What is needed.
In the records below, turn the lines from the one containing "paper with a point." through the one containing "(1139, 381)", both included, into a numbered list, leaving out any blank lines.

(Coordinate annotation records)

════════

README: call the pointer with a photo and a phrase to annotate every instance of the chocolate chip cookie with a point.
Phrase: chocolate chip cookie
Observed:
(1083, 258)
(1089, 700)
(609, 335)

════════

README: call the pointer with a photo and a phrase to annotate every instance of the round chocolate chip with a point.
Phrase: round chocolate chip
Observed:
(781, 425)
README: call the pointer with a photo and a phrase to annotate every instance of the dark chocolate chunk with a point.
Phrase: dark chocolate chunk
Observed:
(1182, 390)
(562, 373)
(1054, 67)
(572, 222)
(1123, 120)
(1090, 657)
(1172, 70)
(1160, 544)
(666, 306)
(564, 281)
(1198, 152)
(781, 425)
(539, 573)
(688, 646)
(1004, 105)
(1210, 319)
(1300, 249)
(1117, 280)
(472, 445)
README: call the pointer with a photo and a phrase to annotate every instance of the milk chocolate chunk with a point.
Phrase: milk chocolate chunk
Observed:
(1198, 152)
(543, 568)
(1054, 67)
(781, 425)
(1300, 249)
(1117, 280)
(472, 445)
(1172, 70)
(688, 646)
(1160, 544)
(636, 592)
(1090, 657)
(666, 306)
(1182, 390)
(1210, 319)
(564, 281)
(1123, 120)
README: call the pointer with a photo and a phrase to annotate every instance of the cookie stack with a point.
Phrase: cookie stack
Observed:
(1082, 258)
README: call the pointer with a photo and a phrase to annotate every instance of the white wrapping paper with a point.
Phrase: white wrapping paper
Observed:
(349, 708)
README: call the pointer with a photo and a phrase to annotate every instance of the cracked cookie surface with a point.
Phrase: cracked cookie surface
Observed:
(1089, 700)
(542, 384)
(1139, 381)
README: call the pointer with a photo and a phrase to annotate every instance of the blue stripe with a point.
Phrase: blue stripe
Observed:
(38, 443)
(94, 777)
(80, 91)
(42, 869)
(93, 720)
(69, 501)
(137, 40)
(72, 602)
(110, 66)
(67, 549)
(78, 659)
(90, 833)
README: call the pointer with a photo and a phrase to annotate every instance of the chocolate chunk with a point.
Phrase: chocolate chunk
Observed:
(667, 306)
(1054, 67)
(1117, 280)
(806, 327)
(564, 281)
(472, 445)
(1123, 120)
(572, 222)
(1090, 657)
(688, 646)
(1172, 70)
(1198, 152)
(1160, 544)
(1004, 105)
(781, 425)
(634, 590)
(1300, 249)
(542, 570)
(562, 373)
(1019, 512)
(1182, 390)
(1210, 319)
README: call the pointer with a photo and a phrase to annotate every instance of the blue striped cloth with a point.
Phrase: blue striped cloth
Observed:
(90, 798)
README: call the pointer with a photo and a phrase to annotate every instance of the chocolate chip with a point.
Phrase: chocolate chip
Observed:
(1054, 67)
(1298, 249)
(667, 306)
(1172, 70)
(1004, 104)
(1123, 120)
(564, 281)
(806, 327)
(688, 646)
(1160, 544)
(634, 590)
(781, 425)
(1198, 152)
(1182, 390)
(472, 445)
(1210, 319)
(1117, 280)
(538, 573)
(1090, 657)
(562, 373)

════════

Result of this task.
1. README: call the pointer with a photo and a phrase to annotate every instance of the white wrapping paper with a point.
2. Phrase: white wrapping paper
3. Observed:
4. (349, 708)
5. README: call the pointer with a photo and a phrase to annotate every instance of the cracked cookie surface with a point.
6. Phrase: cracked cookie surface
7. Observed:
8. (1089, 700)
9. (542, 384)
10. (1139, 381)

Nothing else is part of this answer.